▶ Task
Please reproduce the part of the records that opens with the line containing "Query: metal chimney pipe" and runs through the end of the records, both ends included, and give only those lines, requests included. Scale every coordinate in the answers by 1.85 and round each to a whole number, rounding halves up.

▶ Dataset rows

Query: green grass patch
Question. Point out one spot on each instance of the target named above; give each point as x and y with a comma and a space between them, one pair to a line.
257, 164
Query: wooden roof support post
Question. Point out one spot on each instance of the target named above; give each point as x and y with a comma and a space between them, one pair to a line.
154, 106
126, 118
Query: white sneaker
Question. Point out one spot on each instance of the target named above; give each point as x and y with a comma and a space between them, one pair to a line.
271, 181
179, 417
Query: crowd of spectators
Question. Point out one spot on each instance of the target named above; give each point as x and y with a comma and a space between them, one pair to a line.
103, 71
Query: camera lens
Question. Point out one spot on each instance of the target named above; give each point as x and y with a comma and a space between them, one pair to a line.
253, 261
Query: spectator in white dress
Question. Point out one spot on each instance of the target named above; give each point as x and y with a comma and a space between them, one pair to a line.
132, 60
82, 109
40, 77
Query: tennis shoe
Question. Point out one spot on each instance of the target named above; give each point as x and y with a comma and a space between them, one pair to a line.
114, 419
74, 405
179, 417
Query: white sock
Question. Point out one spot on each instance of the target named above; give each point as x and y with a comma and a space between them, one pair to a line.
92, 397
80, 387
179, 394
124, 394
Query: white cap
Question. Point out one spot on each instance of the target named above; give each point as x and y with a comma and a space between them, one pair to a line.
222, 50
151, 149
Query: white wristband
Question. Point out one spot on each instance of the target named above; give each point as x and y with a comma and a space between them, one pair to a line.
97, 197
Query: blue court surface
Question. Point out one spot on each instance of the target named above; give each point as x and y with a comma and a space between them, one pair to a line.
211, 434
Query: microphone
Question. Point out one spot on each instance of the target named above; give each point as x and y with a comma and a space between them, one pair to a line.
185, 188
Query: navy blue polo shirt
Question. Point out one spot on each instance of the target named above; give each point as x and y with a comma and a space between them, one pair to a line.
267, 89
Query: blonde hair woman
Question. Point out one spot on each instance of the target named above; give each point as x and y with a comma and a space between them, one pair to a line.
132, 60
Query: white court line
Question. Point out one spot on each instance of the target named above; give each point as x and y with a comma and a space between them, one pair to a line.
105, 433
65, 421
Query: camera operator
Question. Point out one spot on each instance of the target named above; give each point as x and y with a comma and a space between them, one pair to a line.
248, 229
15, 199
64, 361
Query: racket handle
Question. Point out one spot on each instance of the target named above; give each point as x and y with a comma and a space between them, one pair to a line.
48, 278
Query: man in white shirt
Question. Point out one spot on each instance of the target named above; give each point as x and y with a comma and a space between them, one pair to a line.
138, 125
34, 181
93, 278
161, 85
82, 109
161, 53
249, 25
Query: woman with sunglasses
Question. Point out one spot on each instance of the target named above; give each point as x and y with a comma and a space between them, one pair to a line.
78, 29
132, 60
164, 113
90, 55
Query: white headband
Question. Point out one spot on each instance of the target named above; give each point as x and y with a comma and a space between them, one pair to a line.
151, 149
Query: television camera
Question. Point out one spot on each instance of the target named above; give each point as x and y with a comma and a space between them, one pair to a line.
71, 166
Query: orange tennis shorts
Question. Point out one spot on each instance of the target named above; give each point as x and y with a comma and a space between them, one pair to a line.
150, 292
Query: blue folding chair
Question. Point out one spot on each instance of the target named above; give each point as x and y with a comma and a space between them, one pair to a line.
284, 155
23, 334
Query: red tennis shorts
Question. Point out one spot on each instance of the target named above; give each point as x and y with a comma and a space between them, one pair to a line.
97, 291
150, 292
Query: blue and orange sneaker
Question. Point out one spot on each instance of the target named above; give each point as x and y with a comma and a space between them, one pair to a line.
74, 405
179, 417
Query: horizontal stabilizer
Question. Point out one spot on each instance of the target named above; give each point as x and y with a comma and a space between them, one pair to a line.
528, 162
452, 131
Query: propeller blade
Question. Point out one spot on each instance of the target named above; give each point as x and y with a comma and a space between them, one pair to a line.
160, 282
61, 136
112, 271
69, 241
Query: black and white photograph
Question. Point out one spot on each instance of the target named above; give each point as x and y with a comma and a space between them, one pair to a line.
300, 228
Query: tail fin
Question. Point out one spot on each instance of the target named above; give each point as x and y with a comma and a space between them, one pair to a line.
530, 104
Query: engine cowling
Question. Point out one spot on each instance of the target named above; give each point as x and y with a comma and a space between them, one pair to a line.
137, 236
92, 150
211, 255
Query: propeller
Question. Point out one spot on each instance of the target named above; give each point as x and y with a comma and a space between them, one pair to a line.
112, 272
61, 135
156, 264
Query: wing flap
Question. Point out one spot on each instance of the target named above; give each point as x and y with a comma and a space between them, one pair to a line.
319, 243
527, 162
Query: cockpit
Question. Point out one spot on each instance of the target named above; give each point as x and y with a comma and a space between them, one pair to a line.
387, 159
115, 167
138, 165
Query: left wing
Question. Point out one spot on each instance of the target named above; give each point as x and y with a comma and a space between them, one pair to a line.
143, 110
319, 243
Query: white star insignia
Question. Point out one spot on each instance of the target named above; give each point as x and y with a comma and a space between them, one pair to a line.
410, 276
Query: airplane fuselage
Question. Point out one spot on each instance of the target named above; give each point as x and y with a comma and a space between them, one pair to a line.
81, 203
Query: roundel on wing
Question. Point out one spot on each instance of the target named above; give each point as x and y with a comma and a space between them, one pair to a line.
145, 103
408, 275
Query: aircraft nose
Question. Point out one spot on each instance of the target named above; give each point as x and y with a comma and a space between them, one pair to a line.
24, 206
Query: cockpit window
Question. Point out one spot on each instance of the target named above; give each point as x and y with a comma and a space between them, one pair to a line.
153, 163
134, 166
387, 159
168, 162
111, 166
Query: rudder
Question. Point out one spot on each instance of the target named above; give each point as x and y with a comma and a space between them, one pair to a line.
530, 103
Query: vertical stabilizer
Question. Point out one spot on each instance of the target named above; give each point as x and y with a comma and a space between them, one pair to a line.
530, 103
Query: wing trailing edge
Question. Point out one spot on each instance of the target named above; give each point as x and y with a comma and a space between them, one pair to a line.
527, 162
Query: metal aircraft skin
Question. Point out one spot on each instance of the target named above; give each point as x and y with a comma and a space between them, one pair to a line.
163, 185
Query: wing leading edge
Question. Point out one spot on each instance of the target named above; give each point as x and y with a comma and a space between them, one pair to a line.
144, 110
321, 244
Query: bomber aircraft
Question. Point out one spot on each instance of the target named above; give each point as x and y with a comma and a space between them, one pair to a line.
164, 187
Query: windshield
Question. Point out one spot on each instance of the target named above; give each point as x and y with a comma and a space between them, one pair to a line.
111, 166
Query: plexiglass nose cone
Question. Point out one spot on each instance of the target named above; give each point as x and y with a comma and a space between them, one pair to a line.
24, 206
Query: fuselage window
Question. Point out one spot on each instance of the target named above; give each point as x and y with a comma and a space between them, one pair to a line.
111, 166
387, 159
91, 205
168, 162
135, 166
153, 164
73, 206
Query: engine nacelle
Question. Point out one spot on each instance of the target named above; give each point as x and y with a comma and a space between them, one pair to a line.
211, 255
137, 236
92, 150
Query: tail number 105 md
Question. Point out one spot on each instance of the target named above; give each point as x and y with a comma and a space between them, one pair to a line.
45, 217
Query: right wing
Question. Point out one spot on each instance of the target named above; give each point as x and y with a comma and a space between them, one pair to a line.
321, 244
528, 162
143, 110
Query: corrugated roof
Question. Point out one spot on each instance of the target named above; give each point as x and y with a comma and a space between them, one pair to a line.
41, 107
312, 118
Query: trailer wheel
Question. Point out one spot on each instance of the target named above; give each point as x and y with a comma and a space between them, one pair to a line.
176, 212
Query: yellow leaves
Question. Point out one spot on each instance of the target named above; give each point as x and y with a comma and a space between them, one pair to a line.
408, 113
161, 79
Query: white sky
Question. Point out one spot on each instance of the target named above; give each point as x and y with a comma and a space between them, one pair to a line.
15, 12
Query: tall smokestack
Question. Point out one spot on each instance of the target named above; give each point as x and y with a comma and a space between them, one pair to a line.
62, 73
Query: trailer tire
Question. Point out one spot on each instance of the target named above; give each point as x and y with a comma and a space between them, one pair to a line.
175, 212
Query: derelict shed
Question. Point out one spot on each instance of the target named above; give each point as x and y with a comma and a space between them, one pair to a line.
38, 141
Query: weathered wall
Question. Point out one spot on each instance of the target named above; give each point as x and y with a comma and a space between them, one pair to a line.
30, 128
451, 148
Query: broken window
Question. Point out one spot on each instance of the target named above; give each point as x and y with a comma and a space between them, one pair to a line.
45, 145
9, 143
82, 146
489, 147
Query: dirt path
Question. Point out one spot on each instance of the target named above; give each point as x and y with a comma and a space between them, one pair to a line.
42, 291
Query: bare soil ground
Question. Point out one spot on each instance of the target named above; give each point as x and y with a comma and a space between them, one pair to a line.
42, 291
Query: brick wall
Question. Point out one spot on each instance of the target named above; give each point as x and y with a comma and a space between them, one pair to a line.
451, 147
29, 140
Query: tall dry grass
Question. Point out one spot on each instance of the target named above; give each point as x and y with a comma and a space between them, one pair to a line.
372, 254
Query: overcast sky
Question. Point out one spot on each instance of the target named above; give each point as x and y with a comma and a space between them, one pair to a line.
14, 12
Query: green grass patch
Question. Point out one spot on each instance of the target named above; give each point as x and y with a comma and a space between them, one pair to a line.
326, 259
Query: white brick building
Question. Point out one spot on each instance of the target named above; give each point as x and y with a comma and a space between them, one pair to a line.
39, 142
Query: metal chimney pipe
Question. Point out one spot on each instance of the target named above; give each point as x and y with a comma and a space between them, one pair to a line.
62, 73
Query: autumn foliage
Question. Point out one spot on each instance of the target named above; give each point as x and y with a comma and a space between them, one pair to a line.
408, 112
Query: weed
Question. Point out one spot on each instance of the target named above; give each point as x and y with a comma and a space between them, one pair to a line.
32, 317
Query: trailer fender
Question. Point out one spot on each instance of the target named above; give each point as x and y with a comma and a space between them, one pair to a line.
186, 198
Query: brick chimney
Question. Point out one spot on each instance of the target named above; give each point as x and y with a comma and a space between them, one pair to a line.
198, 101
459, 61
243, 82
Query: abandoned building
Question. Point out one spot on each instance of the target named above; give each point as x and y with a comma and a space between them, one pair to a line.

▶ Solution for this task
Query: metal chimney pipe
Question. Point out one spot on each instance of the target named above; give each point as x and y with a comma and a space between them, one pair to a line.
115, 135
Query: autumn foliage
Question. Point out one spot on each instance of the target named above; give each point as x and y with a comma and a space between them, one pair to a line.
755, 207
Query: weed
Question. Point out one spot on each instance of the target named above; give each point as x and y with a comma and a space between them, one pair to a line.
59, 586
Query: trailer fender
Question. Point out one spot on each instance of the target named above; give each point as x and y with a comma and a space between them, one pair to a line.
344, 366
Query: brick chimney
Question. Point out one spot on each instance of the target named above; give each point as x and y with a comma and a space between them, one pair to a line.
366, 187
849, 113
450, 152
Query: abandoned building
Question. Point out one spot on each instance of the target named above; give each point as x and y with a comma and a space between them, one pair to a line.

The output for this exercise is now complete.